- Written exercise a: Return every line of the listing below that contains the string "wall".

::: Passage provided :::

Create an outputs.tf
file to output key details like the ALB DNS name.
touch outputs.tf
Edit outputs.tf
:
output "alb_dns_name" {
description = "DNS Name of the Application Load Balancer"
value = module.load_balancing.alb_dns_name
}
5. terraform.tfvars
(Store Variable Values)
This file provides values for the variables defined in variables.tf
. It allows you to customize the configuration without modifying the main code.
Create a terraform.tfvars
file to provide values for the variables.
touch terraform.tfvars
Edit terraform.tfvars
:
region = "us-east-1"
instance_type = "t2.micro"
key_name = "my-key-pair" # Replace with your actual key pair name
vpc_cidr_block = "10.0.0.0/16"
desired_capacity = 1
min_size = 1
max_size = 5
6. Modules
Now, let’s create the child modules for each component of the infrastructure.

::: Stored records :::

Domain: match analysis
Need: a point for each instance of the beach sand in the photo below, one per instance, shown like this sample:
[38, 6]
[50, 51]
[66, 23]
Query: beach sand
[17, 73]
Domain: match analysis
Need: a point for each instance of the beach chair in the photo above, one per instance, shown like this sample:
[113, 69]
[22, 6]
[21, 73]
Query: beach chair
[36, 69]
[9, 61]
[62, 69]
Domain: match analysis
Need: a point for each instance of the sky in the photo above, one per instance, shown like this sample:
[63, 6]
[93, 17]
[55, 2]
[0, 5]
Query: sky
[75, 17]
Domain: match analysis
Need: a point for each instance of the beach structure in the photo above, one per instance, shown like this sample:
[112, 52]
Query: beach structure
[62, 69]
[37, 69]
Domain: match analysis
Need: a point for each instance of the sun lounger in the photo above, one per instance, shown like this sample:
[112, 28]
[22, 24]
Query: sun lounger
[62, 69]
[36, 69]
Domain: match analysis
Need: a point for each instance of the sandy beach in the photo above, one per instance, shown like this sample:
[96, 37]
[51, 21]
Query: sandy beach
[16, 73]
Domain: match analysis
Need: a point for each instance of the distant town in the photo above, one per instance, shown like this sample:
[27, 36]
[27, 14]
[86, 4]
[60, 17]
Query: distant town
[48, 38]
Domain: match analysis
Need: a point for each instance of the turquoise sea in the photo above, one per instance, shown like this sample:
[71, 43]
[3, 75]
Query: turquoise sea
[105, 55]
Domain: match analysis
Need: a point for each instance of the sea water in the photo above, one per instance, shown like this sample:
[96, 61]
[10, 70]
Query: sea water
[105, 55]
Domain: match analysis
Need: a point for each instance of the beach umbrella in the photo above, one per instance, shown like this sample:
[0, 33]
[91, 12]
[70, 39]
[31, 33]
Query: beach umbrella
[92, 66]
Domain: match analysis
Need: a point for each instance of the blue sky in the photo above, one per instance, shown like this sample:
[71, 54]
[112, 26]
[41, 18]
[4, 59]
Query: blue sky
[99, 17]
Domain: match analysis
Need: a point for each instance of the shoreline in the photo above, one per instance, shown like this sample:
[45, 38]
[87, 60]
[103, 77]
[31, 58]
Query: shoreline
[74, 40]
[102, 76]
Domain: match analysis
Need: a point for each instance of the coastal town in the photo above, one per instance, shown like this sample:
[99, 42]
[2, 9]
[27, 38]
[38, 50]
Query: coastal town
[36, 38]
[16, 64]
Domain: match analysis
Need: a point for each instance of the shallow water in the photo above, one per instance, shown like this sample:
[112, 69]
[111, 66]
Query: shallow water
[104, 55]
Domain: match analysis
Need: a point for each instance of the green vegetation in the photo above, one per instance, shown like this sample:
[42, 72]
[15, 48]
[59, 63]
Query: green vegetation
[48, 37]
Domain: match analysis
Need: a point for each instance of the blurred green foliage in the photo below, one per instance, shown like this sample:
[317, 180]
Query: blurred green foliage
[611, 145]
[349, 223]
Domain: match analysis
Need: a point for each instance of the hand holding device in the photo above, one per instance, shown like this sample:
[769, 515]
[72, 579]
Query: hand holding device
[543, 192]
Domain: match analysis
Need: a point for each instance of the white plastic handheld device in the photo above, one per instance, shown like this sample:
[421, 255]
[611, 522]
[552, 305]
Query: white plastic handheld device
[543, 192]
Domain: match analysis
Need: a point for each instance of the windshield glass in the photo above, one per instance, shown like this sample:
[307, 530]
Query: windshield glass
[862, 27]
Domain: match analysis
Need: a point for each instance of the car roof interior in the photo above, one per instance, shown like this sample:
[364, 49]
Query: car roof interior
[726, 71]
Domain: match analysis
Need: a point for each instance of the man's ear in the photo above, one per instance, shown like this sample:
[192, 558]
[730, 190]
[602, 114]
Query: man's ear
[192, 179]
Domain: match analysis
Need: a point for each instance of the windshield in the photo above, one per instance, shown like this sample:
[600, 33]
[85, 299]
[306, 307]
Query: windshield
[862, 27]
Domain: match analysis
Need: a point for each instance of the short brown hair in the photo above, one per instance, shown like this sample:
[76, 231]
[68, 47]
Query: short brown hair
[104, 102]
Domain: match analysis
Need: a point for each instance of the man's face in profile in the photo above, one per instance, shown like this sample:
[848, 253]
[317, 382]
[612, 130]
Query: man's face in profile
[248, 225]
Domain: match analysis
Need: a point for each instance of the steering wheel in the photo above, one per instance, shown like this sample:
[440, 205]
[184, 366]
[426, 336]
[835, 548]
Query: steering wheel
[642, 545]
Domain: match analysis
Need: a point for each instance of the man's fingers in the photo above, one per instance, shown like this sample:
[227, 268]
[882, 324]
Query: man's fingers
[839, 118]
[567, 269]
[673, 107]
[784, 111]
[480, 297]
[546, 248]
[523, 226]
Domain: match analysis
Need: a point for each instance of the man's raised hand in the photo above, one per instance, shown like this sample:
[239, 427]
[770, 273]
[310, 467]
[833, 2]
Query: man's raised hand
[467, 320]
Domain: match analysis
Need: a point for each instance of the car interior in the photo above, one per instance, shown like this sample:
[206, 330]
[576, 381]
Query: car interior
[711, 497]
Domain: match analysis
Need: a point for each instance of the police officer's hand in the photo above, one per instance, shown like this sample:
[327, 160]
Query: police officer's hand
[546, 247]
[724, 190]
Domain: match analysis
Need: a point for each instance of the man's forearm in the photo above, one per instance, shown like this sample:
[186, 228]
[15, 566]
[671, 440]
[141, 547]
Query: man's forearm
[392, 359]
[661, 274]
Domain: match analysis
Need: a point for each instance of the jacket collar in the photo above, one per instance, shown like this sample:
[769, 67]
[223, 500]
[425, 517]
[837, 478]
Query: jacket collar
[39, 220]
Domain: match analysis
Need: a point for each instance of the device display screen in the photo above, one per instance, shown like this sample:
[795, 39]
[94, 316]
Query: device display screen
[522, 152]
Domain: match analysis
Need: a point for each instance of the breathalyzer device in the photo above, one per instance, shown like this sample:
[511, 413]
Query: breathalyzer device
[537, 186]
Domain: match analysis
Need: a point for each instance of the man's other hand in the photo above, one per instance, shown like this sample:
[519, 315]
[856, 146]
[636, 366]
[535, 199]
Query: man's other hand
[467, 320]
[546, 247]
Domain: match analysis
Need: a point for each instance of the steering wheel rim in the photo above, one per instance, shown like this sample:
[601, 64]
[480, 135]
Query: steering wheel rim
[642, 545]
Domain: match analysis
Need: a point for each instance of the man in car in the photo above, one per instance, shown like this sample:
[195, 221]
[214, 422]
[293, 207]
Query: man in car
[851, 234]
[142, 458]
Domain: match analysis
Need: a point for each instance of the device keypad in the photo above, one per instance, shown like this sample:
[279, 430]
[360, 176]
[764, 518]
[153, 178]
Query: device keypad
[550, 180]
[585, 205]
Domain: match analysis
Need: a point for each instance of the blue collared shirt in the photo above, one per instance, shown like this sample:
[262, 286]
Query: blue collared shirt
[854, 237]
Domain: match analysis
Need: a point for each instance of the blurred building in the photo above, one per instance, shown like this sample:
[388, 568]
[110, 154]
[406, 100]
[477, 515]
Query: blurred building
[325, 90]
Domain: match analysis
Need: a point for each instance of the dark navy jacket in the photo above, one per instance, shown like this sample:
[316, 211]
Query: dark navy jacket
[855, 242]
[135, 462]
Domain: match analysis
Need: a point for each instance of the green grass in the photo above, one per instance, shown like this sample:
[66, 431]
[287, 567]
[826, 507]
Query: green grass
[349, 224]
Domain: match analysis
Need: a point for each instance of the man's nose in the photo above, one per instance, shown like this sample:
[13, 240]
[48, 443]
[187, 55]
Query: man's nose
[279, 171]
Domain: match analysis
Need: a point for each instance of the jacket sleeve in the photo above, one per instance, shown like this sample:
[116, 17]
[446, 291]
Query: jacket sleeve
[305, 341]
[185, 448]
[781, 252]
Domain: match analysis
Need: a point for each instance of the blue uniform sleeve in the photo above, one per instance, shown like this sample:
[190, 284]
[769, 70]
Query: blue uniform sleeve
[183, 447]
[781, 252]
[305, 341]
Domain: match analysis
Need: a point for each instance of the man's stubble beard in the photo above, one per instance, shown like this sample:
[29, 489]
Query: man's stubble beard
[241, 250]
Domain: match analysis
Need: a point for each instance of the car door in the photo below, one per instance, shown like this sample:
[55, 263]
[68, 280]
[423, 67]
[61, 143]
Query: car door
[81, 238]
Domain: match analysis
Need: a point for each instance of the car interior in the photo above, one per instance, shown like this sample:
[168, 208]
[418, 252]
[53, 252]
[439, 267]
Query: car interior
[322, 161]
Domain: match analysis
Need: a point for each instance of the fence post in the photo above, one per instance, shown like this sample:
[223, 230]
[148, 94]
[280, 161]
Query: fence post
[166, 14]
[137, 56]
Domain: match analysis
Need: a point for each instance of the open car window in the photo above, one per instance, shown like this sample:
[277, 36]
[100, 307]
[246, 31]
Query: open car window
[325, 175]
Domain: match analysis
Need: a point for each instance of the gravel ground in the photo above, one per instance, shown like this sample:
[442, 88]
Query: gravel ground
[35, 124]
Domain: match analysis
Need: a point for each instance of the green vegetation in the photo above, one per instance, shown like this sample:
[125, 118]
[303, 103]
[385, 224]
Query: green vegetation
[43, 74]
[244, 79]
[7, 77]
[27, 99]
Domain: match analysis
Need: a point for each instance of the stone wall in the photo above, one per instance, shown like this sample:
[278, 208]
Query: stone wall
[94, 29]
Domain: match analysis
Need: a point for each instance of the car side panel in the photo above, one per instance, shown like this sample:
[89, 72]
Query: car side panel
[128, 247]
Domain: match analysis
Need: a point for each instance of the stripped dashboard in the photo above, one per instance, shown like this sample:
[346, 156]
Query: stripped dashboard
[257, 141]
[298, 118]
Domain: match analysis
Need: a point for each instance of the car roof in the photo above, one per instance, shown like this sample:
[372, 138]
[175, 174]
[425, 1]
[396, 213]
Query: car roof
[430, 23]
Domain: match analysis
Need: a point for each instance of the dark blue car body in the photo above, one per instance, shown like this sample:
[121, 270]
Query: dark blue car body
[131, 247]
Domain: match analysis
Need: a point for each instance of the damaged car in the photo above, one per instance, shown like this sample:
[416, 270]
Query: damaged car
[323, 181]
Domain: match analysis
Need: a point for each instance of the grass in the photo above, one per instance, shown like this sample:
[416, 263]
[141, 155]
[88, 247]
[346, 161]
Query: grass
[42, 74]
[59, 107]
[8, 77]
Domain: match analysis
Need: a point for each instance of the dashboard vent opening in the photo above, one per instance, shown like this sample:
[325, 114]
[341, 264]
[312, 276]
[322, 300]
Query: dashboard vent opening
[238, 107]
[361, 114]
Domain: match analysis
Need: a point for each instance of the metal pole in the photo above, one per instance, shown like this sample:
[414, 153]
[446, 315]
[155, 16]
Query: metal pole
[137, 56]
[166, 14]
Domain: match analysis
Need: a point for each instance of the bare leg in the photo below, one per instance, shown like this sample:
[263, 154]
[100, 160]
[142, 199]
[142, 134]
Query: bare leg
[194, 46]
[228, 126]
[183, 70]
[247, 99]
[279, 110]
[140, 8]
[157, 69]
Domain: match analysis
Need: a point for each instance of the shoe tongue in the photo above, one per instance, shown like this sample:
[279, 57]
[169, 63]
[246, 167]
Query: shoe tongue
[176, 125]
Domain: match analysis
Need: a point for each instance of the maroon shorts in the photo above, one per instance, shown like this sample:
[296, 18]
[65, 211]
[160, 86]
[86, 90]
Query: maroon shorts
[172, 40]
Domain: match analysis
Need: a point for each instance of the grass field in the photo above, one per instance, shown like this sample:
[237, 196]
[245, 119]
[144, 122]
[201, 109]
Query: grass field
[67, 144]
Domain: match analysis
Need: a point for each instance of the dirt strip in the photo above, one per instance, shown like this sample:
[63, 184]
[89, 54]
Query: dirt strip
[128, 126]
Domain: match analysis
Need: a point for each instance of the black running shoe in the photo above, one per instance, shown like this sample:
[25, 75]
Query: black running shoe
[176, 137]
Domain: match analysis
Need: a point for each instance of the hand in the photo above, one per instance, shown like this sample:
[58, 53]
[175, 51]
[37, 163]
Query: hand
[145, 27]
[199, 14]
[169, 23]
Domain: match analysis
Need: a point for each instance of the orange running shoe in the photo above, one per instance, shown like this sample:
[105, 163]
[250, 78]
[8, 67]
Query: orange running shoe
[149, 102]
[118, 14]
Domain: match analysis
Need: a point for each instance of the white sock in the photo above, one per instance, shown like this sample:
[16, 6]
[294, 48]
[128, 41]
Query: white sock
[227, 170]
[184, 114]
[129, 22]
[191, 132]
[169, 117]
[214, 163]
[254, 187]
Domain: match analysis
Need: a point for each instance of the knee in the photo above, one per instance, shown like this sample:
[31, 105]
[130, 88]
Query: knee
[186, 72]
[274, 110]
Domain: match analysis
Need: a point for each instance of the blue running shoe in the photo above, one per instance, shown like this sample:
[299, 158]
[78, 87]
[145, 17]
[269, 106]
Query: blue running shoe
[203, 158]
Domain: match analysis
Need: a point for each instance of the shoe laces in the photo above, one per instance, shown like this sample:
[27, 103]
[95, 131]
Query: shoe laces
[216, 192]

:::

- Written exercise b: From the Terraform tutorial above, translate the following sentence into French: "This file provides values for the variables defined in variables.tf."

- Task response a:
Need: a point for each instance of the stone wall in the photo above, one per instance, shown like this sample:
Query: stone wall

- Task response b: Ce fichier fournit des valeurs pour les variables définies dans variables.tf.